> Exercise aim
Retype each entry verbatim. Do not include the images.

Items from a dataset:
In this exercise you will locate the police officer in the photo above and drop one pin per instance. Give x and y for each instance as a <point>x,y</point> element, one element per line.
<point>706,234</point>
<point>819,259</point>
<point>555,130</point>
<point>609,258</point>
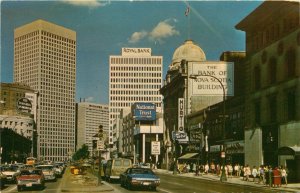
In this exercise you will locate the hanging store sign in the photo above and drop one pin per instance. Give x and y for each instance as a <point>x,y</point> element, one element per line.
<point>24,105</point>
<point>155,147</point>
<point>144,111</point>
<point>207,75</point>
<point>181,115</point>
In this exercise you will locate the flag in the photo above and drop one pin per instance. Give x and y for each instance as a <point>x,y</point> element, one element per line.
<point>187,11</point>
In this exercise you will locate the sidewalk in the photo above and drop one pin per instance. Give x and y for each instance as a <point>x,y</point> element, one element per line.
<point>82,183</point>
<point>233,180</point>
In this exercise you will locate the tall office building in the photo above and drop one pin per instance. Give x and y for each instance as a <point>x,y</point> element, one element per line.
<point>135,76</point>
<point>45,59</point>
<point>89,117</point>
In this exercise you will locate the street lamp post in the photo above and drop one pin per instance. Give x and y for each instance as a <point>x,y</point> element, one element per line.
<point>195,76</point>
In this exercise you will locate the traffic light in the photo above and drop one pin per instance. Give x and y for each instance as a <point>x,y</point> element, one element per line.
<point>100,134</point>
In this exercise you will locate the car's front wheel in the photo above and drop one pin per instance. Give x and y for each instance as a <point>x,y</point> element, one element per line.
<point>19,188</point>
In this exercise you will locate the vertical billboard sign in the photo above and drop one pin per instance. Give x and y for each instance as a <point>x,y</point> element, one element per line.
<point>207,73</point>
<point>181,115</point>
<point>144,111</point>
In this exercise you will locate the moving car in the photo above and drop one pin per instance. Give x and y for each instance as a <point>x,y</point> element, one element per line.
<point>48,171</point>
<point>139,177</point>
<point>30,178</point>
<point>2,180</point>
<point>11,172</point>
<point>115,167</point>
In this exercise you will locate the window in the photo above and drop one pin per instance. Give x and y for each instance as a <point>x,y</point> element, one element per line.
<point>273,108</point>
<point>291,105</point>
<point>257,112</point>
<point>272,70</point>
<point>290,59</point>
<point>257,78</point>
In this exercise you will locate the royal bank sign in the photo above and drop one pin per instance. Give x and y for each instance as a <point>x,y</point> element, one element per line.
<point>209,75</point>
<point>144,111</point>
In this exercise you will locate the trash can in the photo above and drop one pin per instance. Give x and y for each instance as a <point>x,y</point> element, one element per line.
<point>72,169</point>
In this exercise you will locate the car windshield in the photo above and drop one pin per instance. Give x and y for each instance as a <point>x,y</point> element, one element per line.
<point>140,171</point>
<point>45,167</point>
<point>30,172</point>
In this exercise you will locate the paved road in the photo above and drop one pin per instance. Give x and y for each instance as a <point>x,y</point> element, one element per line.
<point>177,184</point>
<point>50,187</point>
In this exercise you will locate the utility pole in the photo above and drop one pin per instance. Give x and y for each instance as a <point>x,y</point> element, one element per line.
<point>100,138</point>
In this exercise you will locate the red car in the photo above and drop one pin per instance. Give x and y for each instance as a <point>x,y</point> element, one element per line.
<point>30,178</point>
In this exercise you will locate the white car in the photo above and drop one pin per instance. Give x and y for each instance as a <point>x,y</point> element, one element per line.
<point>48,171</point>
<point>11,172</point>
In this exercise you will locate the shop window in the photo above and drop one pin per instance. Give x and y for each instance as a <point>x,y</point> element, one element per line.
<point>257,79</point>
<point>291,105</point>
<point>290,58</point>
<point>272,70</point>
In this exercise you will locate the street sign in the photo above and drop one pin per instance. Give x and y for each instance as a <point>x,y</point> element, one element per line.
<point>100,145</point>
<point>155,147</point>
<point>24,105</point>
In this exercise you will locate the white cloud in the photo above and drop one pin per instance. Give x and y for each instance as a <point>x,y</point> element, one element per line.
<point>161,31</point>
<point>137,36</point>
<point>86,3</point>
<point>89,99</point>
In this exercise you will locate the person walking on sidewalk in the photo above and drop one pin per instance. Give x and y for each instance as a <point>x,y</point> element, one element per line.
<point>254,173</point>
<point>276,177</point>
<point>284,175</point>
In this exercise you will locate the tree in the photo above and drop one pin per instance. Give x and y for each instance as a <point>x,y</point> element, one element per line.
<point>82,153</point>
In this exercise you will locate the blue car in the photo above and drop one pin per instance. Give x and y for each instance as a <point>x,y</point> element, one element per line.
<point>139,177</point>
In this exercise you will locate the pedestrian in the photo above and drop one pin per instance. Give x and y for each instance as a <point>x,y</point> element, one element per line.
<point>230,170</point>
<point>276,177</point>
<point>254,173</point>
<point>206,168</point>
<point>284,175</point>
<point>261,172</point>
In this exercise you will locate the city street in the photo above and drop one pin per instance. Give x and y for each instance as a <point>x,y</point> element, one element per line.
<point>50,187</point>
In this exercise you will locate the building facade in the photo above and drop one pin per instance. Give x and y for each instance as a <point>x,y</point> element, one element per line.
<point>45,59</point>
<point>135,76</point>
<point>273,85</point>
<point>89,117</point>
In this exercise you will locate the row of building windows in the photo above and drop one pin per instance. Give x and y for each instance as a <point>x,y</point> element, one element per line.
<point>134,98</point>
<point>28,35</point>
<point>135,80</point>
<point>134,92</point>
<point>272,76</point>
<point>57,37</point>
<point>135,74</point>
<point>123,60</point>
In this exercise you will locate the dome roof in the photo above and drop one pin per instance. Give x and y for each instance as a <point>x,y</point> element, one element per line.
<point>188,51</point>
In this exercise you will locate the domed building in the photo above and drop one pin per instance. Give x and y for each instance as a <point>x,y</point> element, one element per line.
<point>188,51</point>
<point>180,101</point>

> Task result
In this exercise you will locate the police officer in the photo above and drop one pin per instance. Give x and y for each instance as a <point>x,y</point> element, one element per line.
<point>706,234</point>
<point>819,259</point>
<point>555,130</point>
<point>609,258</point>
In this exercise you will locate the hanging store sign in the photo above and drop one pin per instance. Give x and y for each instance as a <point>x,y</point> element, one element per line.
<point>24,105</point>
<point>155,147</point>
<point>144,111</point>
<point>207,75</point>
<point>181,115</point>
In this exercise you will locate the flag in the photo above and drop one pin per instance. Give x and y for each instance as a <point>x,y</point> element, one element per line.
<point>187,11</point>
In this exercise you will locate the sidewalk in the photo above and drop one pin per instance. Give x and y for each instance as a <point>x,y</point> element, one element per line.
<point>82,183</point>
<point>233,180</point>
In this exercise you will locate the tall office building in the photo above and drop one pin per instance. Give x and y for each instance as a <point>x,y</point> element, one element per line.
<point>135,76</point>
<point>45,59</point>
<point>89,117</point>
In this exercise you will locate the street lamp post in the photo above and drop one pin per instance. Give x and y for each instance as a <point>x,y</point> element, one element per line.
<point>195,76</point>
In this exercise you will locate the traffic light in the photo above and drop one pin per instance. Give x and y for each instance as a <point>x,y</point> element, one element per line.
<point>100,134</point>
In this exercise you will locate the car's front wheel in the photo above and drop one pin per instance. Give x and y for each instance as a <point>x,y</point> element, one element per line.
<point>19,188</point>
In this exercise you will locate the vertical billboard sign in the photo above and drop one pin per instance. Give x and y for each instance as a <point>x,y</point> element, one element per line.
<point>207,73</point>
<point>181,115</point>
<point>144,111</point>
In this exercise you will locate the moving car in the photo above and drop one pin per instance. Give x and y for each instance as a <point>x,y</point> element, one element per line.
<point>48,171</point>
<point>139,177</point>
<point>30,178</point>
<point>2,180</point>
<point>11,172</point>
<point>115,167</point>
In this exercise you will locate the window in the photo above and drop one pin per instance. Give x and y for each instance as a <point>x,y</point> element, one element per line.
<point>273,108</point>
<point>291,105</point>
<point>257,112</point>
<point>272,70</point>
<point>290,59</point>
<point>257,78</point>
In this exercise you will locate the royal bank sign in the photo above and drop one pin per instance. Give x and y for each instance as a <point>x,y</point> element, one element per line.
<point>209,75</point>
<point>144,111</point>
In this exercise you will locate the trash can in the photo above and drop one pin per instance. Give x and y for each instance as a <point>x,y</point> element, one element per line.
<point>72,169</point>
In this exercise you will locate the car windshield in the photo above and drop one pin per instance. Give x and y for each instance as a <point>x,y</point> element, one element per line.
<point>140,171</point>
<point>45,167</point>
<point>30,172</point>
In this exercise you will locate the paved road in the photo above and drop one pin per instance. Give x and y for each instance as a <point>x,y</point> element, one element per line.
<point>177,184</point>
<point>50,187</point>
In this exercise you will locate the utility pole in the photo above and drop one pin per instance. Give x and y for each instance as a <point>x,y</point> element, one element per line.
<point>100,138</point>
In this exercise you will locate the red car in the photo above and drop one pin per instance. Give x and y for each instance as a <point>x,y</point> element, one element per line.
<point>30,178</point>
In this exercise you will locate the white car in the photo above and drop one pin per instance. Give x and y for each instance as a <point>x,y</point> element, one element per line.
<point>48,171</point>
<point>11,172</point>
In this exercise you will locate the shop window in the photo above and drop one pin per instance. Give x and y for each instance as a <point>x,y</point> element, one element per line.
<point>257,79</point>
<point>291,105</point>
<point>290,58</point>
<point>272,70</point>
In this exercise you will locate the street sign in the photo above and drop one pin per instance. Give x and y for each instance as a <point>x,y</point> element, one element per line.
<point>100,145</point>
<point>155,147</point>
<point>24,105</point>
In this exercise you will locate the white cloud in the photo above and drop one pin per instance. Give x and y for each instance as a <point>x,y</point> element, one element per line.
<point>161,31</point>
<point>137,36</point>
<point>86,3</point>
<point>89,99</point>
In this exercise you will locate the person walking on sidewalk in the photo above and drop one pin per instance. Give x and y for each instance as a <point>x,y</point> element, one element per line.
<point>254,173</point>
<point>276,177</point>
<point>284,175</point>
In this exercise you will locate the tree in the photo above and drop one pin per instance. Give x and y for each instance as a <point>x,y</point> element, one element per line.
<point>82,153</point>
In this exercise you will locate the blue car in the photo above and drop one pin per instance. Give x and y for each instance as a <point>x,y</point> element, one element per line.
<point>139,177</point>
In this exercise you will locate the pedestrian in the photo above and drop one pin per instance. Give x and y for each instance as a <point>x,y</point> element, one element per line.
<point>230,170</point>
<point>276,177</point>
<point>254,173</point>
<point>206,168</point>
<point>284,175</point>
<point>261,172</point>
In this exercise you will locate the city street in the photo above and drop one pin per instance. Give x and y for each instance as a <point>x,y</point> element, one element per line.
<point>50,187</point>
In this exercise you will locate the building facade in the photo above and drop one pin per instance. Give x and y for each instance as a <point>x,y</point> element, one element per line.
<point>45,59</point>
<point>135,76</point>
<point>273,85</point>
<point>89,117</point>
In this exercise you will locate the row of building windows in the photo above and drop one pin per instance. Give x and y for each instance as a <point>x,y</point> element, one element per line.
<point>134,98</point>
<point>28,35</point>
<point>135,80</point>
<point>134,92</point>
<point>272,76</point>
<point>57,37</point>
<point>135,74</point>
<point>123,60</point>
In this exercise you will locate the dome roof in the photo above and drop one pin per instance. Give x and y for each instance as a <point>x,y</point> element, one element per line.
<point>188,51</point>
In this exercise you will locate the domed building in the photo above and drop one pin per instance. Give x and y for each instance as a <point>x,y</point> element, one element per line.
<point>188,51</point>
<point>180,101</point>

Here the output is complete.